- **EXERCISE**: Write out each record below exactly as it appears, with no pictures.

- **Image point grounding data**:
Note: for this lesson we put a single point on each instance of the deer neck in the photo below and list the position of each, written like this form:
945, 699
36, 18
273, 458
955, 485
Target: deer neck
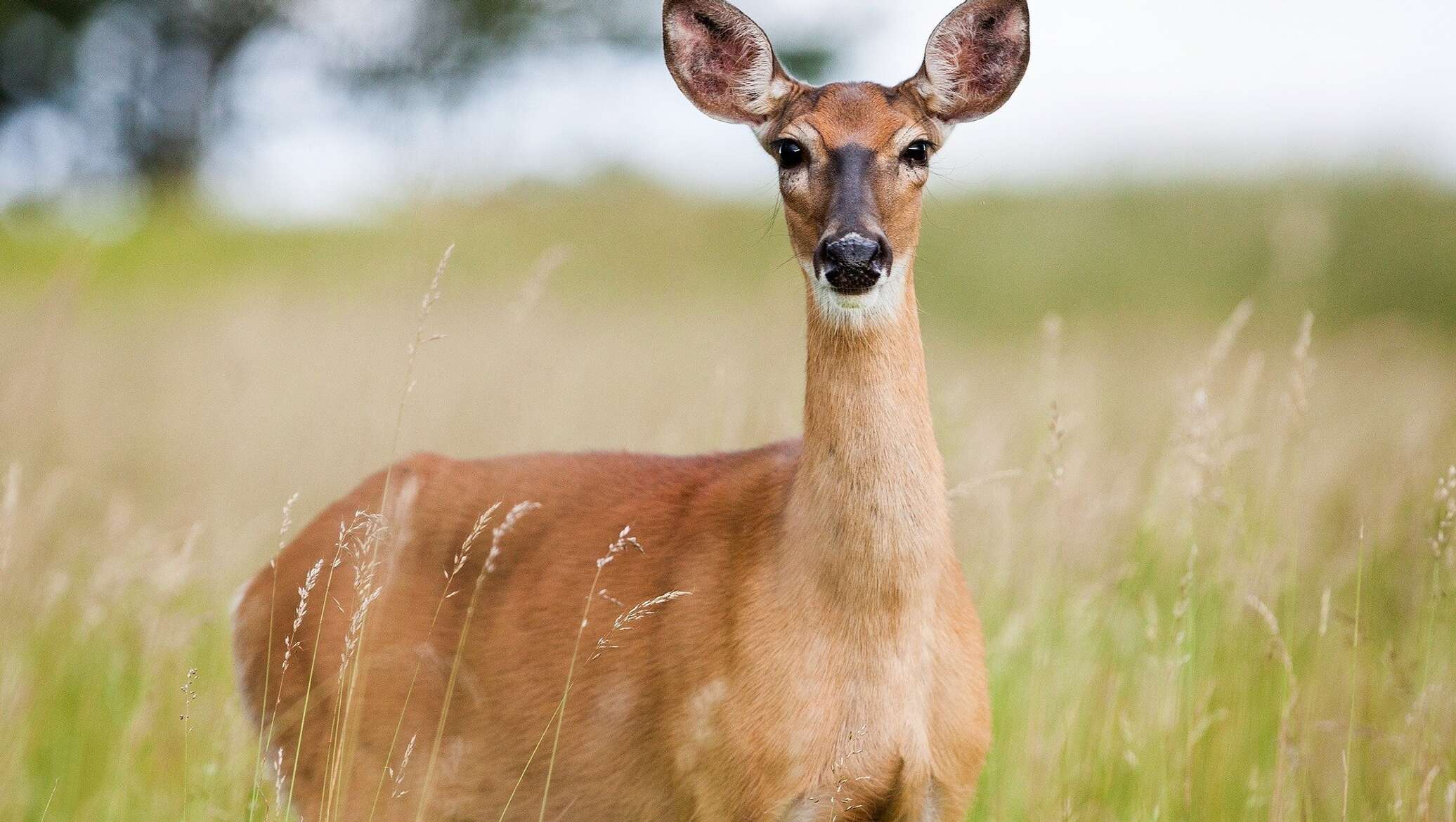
866, 512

- **RESPONSE BELOW**:
Note: for this lesson we put a single point on each instance of the deer neck in the photo below and list the position of each, written like this form:
945, 699
36, 18
273, 458
955, 485
Target: deer neck
866, 512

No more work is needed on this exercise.